### Görev Yönergesi
Aşağıda, "Mark a point on each instance of the back" ifadesini içeren satırdan başlayıp son satırda biten bölümü, bu iki satır da dahil olmak üzere, her satıra bir dize düşecek şekilde bir JSON listesi olarak yeniden yaz. Boş satırları listeye alma.

### Ham Veri
────────────────────────────────────────

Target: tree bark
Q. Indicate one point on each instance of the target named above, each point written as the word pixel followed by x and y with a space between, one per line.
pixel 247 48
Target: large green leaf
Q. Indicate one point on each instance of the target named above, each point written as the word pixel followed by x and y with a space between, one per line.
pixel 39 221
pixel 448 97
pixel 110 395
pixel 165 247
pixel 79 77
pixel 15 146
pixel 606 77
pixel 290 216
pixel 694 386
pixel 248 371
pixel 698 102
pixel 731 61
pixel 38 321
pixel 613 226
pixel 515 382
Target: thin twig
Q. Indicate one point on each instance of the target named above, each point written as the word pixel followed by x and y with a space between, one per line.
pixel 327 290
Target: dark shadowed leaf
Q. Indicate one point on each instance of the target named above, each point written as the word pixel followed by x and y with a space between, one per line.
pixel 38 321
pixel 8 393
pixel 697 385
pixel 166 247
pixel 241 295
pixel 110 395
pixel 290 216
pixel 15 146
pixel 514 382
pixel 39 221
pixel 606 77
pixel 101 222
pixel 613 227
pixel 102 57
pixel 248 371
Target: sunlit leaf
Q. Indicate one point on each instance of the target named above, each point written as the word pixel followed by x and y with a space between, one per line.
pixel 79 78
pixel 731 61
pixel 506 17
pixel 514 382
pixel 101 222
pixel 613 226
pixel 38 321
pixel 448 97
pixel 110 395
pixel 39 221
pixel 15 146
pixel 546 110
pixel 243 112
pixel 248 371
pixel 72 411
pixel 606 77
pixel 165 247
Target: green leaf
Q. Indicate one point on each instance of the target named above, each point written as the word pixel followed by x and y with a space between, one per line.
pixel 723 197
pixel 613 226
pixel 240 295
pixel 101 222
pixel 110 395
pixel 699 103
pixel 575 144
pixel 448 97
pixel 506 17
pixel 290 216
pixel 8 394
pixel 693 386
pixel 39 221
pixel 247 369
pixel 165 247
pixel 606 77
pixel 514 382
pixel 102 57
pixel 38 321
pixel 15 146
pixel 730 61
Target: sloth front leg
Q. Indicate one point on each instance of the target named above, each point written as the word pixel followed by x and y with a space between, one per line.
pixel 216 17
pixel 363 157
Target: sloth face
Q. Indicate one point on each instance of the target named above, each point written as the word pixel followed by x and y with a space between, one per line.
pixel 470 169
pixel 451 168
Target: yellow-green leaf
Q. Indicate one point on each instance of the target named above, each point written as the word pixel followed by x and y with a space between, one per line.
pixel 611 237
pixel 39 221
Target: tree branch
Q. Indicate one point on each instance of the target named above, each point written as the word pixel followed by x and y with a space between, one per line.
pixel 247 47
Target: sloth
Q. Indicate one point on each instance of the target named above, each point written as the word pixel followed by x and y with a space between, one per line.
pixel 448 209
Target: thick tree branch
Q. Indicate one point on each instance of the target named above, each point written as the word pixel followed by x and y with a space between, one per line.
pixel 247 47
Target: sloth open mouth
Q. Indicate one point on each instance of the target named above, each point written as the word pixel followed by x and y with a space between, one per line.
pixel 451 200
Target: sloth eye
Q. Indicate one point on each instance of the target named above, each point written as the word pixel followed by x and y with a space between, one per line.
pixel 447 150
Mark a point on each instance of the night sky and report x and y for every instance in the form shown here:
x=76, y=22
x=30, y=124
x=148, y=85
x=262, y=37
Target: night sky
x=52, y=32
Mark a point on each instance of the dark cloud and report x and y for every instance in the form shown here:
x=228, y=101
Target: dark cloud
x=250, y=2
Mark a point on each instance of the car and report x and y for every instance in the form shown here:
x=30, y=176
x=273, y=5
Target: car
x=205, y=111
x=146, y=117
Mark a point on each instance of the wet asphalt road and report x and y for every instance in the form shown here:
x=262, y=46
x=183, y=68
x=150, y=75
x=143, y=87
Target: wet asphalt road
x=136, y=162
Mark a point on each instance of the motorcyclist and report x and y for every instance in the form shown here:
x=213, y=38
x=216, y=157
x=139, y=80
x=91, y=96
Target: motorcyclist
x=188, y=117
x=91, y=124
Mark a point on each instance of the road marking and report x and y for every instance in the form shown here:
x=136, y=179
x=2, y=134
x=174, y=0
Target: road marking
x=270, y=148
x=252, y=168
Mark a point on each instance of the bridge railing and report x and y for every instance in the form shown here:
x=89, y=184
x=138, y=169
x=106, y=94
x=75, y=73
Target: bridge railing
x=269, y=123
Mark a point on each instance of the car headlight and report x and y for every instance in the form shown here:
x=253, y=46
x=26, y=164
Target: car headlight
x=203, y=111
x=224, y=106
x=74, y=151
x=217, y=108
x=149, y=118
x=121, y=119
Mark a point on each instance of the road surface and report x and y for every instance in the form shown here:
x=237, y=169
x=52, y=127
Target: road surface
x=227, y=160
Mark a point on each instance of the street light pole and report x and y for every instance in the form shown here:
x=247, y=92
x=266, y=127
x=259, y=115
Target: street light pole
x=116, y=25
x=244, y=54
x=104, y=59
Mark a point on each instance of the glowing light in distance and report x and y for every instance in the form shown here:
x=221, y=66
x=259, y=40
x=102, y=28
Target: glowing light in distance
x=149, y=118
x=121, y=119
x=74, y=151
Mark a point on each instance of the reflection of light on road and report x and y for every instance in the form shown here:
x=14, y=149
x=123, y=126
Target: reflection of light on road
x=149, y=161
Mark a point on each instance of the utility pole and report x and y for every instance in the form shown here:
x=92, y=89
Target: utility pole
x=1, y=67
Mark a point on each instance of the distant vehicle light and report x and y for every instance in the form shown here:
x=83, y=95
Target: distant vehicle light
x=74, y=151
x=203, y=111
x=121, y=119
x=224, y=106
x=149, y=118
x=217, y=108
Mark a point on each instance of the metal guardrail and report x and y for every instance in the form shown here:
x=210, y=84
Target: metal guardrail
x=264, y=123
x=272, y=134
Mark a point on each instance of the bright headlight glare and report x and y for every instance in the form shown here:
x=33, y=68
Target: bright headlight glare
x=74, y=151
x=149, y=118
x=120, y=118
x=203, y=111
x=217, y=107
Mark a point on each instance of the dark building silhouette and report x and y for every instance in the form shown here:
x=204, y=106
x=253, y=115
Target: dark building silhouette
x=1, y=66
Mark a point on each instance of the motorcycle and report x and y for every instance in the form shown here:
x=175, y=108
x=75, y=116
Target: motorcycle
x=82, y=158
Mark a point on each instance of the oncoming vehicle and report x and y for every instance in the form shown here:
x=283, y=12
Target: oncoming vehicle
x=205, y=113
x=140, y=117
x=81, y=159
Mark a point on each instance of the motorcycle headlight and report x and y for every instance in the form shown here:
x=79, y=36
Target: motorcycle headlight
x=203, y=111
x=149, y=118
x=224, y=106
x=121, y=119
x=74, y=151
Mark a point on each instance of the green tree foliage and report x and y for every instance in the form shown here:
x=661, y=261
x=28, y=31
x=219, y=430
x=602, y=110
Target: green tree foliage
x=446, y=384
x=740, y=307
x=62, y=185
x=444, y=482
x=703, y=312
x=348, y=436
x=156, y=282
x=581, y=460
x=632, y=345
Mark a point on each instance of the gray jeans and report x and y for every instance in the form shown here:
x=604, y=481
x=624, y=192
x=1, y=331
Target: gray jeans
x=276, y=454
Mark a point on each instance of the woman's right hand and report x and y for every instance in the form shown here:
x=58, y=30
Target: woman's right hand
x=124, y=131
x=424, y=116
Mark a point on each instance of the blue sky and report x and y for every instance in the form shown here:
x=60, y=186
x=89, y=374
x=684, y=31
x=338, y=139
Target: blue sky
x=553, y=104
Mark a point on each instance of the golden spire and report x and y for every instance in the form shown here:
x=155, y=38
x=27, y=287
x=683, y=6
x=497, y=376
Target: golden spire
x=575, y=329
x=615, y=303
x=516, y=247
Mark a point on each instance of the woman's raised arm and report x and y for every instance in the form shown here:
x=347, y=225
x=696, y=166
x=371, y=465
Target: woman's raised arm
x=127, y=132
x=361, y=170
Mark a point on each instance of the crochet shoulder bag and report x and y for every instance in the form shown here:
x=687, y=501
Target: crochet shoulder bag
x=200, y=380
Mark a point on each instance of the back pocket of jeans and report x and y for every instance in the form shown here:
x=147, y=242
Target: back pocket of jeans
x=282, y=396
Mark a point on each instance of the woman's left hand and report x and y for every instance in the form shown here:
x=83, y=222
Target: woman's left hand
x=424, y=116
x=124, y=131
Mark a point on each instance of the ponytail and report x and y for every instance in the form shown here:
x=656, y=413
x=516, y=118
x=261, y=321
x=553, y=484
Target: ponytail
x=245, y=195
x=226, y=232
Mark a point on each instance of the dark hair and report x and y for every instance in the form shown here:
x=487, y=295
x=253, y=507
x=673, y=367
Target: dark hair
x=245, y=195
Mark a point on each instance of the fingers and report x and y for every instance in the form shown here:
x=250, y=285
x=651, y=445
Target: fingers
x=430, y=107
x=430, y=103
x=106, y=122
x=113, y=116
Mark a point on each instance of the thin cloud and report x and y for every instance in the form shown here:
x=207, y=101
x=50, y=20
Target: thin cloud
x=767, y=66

────────────────────────────────────────

### Tam Çözüm
[
  "Mark a point on each instance of the back pocket of jeans and report x and y for every instance in the form shown here:",
  "x=147, y=242",
  "Target: back pocket of jeans",
  "x=282, y=396",
  "Mark a point on each instance of the woman's left hand and report x and y for every instance in the form shown here:",
  "x=83, y=222",
  "Target: woman's left hand",
  "x=424, y=116",
  "x=124, y=131",
  "Mark a point on each instance of the ponytail and report x and y for every instance in the form shown here:",
  "x=656, y=413",
  "x=516, y=118",
  "x=261, y=321",
  "x=553, y=484",
  "Target: ponytail",
  "x=245, y=195",
  "x=226, y=232",
  "Mark a point on each instance of the dark hair and report x and y for every instance in the form shown here:",
  "x=487, y=295",
  "x=253, y=507",
  "x=673, y=367",
  "Target: dark hair",
  "x=245, y=195",
  "Mark a point on each instance of the fingers and report x and y for every instance in the form shown here:",
  "x=250, y=285",
  "x=651, y=445",
  "Target: fingers",
  "x=430, y=107",
  "x=430, y=103",
  "x=106, y=122",
  "x=113, y=116",
  "Mark a point on each instance of the thin cloud and report x and y for every instance in the form shown here:",
  "x=207, y=101",
  "x=50, y=20",
  "Target: thin cloud",
  "x=767, y=66"
]